Work to do:
Rewrite every line of the records below, requests included, starting at the line containing "Examine the image above and determine which area holds the belt" and ending at the last line of the records. Add 38 to each bounding box coordinate in the answers, and leave the numbers in the requests and their format samples as they are.
## Start
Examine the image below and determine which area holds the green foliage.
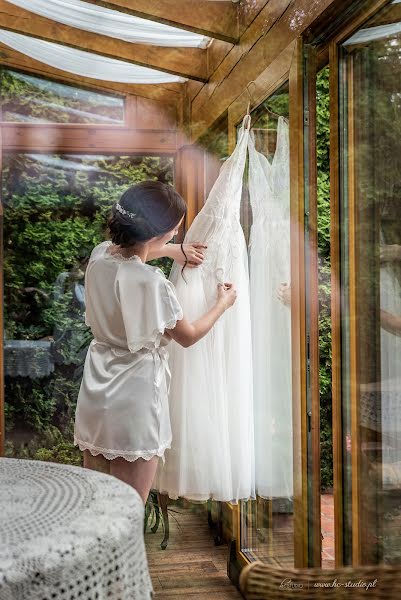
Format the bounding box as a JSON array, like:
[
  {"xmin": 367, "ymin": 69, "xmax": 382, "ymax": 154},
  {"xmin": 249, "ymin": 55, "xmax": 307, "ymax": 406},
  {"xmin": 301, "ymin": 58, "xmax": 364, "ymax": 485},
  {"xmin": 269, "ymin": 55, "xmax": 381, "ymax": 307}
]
[
  {"xmin": 0, "ymin": 70, "xmax": 173, "ymax": 464},
  {"xmin": 0, "ymin": 69, "xmax": 124, "ymax": 123},
  {"xmin": 316, "ymin": 68, "xmax": 333, "ymax": 490}
]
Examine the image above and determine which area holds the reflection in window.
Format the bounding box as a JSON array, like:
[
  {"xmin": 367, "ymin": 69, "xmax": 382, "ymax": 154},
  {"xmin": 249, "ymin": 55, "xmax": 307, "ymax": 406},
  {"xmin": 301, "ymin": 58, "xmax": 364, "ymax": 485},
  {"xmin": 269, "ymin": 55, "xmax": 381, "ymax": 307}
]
[
  {"xmin": 341, "ymin": 3, "xmax": 401, "ymax": 563},
  {"xmin": 3, "ymin": 154, "xmax": 173, "ymax": 464},
  {"xmin": 0, "ymin": 69, "xmax": 124, "ymax": 124}
]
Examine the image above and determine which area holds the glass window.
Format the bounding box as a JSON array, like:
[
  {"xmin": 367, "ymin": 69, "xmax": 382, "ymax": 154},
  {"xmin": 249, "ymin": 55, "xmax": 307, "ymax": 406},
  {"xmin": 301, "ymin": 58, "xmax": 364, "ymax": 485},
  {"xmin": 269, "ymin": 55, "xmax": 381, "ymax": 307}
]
[
  {"xmin": 241, "ymin": 83, "xmax": 294, "ymax": 566},
  {"xmin": 340, "ymin": 2, "xmax": 401, "ymax": 563},
  {"xmin": 0, "ymin": 69, "xmax": 124, "ymax": 124},
  {"xmin": 3, "ymin": 154, "xmax": 173, "ymax": 464}
]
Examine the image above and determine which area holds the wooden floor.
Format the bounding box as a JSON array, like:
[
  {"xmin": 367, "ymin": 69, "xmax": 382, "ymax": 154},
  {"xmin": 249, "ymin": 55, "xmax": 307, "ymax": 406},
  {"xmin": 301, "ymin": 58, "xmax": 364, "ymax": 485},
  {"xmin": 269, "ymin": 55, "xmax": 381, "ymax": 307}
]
[{"xmin": 145, "ymin": 505, "xmax": 242, "ymax": 600}]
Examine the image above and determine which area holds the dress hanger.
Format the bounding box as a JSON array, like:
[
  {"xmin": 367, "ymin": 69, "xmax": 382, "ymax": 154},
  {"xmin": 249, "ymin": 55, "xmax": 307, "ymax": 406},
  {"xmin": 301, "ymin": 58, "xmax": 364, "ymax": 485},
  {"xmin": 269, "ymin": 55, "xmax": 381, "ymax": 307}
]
[{"xmin": 245, "ymin": 80, "xmax": 289, "ymax": 124}]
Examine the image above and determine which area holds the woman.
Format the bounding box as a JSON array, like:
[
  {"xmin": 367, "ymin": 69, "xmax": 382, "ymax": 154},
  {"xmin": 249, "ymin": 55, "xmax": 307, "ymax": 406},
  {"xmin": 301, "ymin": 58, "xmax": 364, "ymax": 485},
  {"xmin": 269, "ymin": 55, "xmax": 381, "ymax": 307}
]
[{"xmin": 74, "ymin": 181, "xmax": 236, "ymax": 502}]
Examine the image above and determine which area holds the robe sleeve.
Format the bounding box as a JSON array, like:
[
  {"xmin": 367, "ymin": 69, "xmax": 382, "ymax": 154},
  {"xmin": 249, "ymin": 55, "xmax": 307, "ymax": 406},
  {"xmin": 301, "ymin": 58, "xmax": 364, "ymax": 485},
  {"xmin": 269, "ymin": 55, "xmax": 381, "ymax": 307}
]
[{"xmin": 117, "ymin": 268, "xmax": 183, "ymax": 352}]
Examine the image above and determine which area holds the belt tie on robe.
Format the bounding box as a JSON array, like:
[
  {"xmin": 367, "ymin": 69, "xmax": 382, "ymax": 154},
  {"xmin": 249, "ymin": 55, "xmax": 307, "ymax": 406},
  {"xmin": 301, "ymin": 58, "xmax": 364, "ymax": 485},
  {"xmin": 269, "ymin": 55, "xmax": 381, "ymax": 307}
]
[{"xmin": 91, "ymin": 340, "xmax": 171, "ymax": 402}]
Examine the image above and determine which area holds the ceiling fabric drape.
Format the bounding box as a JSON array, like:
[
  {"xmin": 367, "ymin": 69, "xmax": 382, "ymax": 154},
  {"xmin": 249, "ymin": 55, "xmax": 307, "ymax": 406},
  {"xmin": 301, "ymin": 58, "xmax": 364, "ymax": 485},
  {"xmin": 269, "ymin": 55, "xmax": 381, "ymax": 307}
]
[
  {"xmin": 0, "ymin": 29, "xmax": 185, "ymax": 84},
  {"xmin": 5, "ymin": 0, "xmax": 209, "ymax": 48}
]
## End
Solution to this task:
Examine the image above and determine which area holds the belt tie on robe.
Format the bounding box as a JSON array, like:
[
  {"xmin": 367, "ymin": 69, "xmax": 382, "ymax": 154},
  {"xmin": 249, "ymin": 55, "xmax": 307, "ymax": 406},
  {"xmin": 301, "ymin": 58, "xmax": 364, "ymax": 485},
  {"xmin": 269, "ymin": 55, "xmax": 381, "ymax": 307}
]
[{"xmin": 129, "ymin": 378, "xmax": 209, "ymax": 440}]
Examine the image above and determine which area holds the ceiling fabric drape.
Format the bounding box as a JSON array, like:
[
  {"xmin": 367, "ymin": 69, "xmax": 382, "ymax": 154},
  {"xmin": 249, "ymin": 55, "xmax": 307, "ymax": 406},
  {"xmin": 301, "ymin": 58, "xmax": 364, "ymax": 485},
  {"xmin": 269, "ymin": 55, "xmax": 381, "ymax": 307}
]
[
  {"xmin": 38, "ymin": 67, "xmax": 223, "ymax": 122},
  {"xmin": 43, "ymin": 38, "xmax": 247, "ymax": 86}
]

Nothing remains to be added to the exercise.